**PAGE EXCERPT**.

——

Debating the Merits of Judge Taylor's Decision on Illegal Wiretapping
Prof. Eugene Volokh: "[I]t's possible that the court got the result right -- in my view, not on the First and Fourth Arguments, but on the FISA point. Nonetheless, if the court's FISA analysis is mistaken, then the other arguments (the separation of powers and the inherent power arguments) don't provide any independent basis for its decision."
Publius: "I hate to say it because I’m sympathetic to the result, but from a legally technical standpoint, this opinion is premature, unsupported, and in violation of elementary civil procedure."
Scott Lemieux: "Even if we assume that a summary judgment was defensible with respect to the violation of FISA--and given Hamdan, the administration's argument is unserious--I just can't agree that the First and Fourth Amendment arguments are so unambiguous as to make a decision before during pleadings appropriate."
Bryan Cunningham of National Review: "Amateur hour? Judge Taylor, a law professor, has been on the bench since 1979. She is decidedly not an amateur. So, how to explain her first-year failing-grade opinion? Regrettably, the only plausible explanation is that she wanted the result she wanted and was willing to ignore and misread vast portions of constitutional law to get there, gambling the lives and security of her fellow Americans in the bargain."
Prof. Volokh (again): "It seems to me that the proposition that Congressional judgments about the proper scope of surveillance (even surveillance aimed at catching foreign terrorists) prevail over Presidential judgments is hardly a 'hard-left' view. If the Foreign Intelligence Surveillance Act prohibits the NSA program (my reading is that it does), the Authorization for the Use of Military Force doesn't implicitly authorize what FISA forbids (and it's at least quite plausible to say that it doesn't implicitly authorize it), and the Congress has the constitutional power to constrain the President this way (and again it's at least quite plausible to say that it has such a power), then the NSA program is illegal."
Glenn Greenwald: "[B]etween Anna Diggs Taylor's opinion-writing abilities and the fact that we have a President who is systematically violating the law becuase he thinks he can, it is not a difficult challenge to see which is the most important problem."

——

**TO-DO LIST**.
1. Answer these about the commentary on Judge Taylor's wiretapping decision.
(a) According to Bryan Cunningham, since what year has Judge Taylor been on the bench?
(b) What three faults does Publius find in the opinion from a legally technical standpoint?
(c) What law does Prof. Volokh read as prohibiting the NSA program?
2. Extend the commentary on Judge Taylor's wiretapping decision by writing the next part after its last quotation.
The records play no part in what is asked here.

[Labeled-object pointing entries]
——

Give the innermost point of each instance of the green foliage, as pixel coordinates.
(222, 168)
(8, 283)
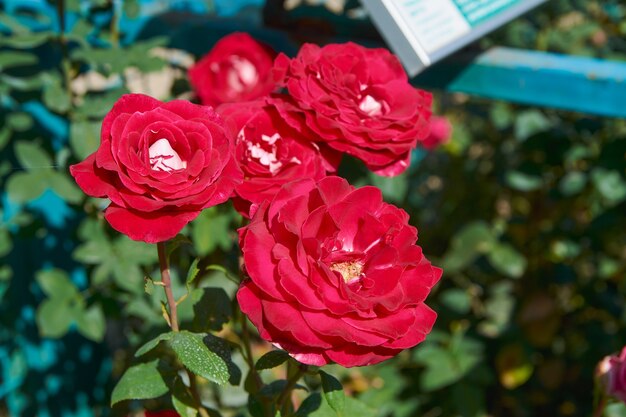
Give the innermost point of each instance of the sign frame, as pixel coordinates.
(402, 39)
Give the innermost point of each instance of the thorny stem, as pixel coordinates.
(166, 279)
(167, 285)
(245, 337)
(291, 383)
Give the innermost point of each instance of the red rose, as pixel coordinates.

——

**ANSWERS TO THE EXERCISE**.
1.
(a) 1979
(b) It is premature, unsupported, and in violation of elementary civil procedure.
(c) The Foreign Intelligence Surveillance Act

2.
Lambert at Corrente: "[D]on’t pop the champagne just yet; no triumphalism is warranted . . . . The bad news: The key component of Bush’s twentyfirst century power grab—the NSA’s datamining program that reads all your mail, all your searches, and this blog—is left in place by Judge Taylor’s decision. Worse, the court’s reasoning encourages the Bush administration to ratchet up its campaign to suppress the last of remnant of a free press and ratf*** or blackmail anyone who opposes them."
Prof. Jack Balkin: "Judge Taylor's opinion has significant advantages even if most of the legal reasoning in it probably won't stand up on appeal. . . . Lower courts can do two things to insulate their judgments from being overturned on appeal. The first is to address the legal issues in ways that make it very difficult for the side that lost on appeal. The second is to make findings of fact that limit what appellate courts (and the losing side) can do on appeal. Judge Taylor's opinion did both of these things in her opinion."
Greenwald (again): "The army of legal 'scholars' who have spent the last couple of days patronizingly dismissing the Judge's decision have pretty substantial argumentative holes and misunderstandings of their own. . . . It is hardly surprising -- and nobody has any ground to complain -- that the court did not address non-existent arguments or arguments which were made in only the most cursory manner."
Jeff Nye: "Now for the next question: How will we know whether the illegal spying has stopped?"
Update:
I forgot the President: "I would say that those who herald this decision simply do not understand the nature of the world in which we live. I strongly disagree with that decision, strongly disagree."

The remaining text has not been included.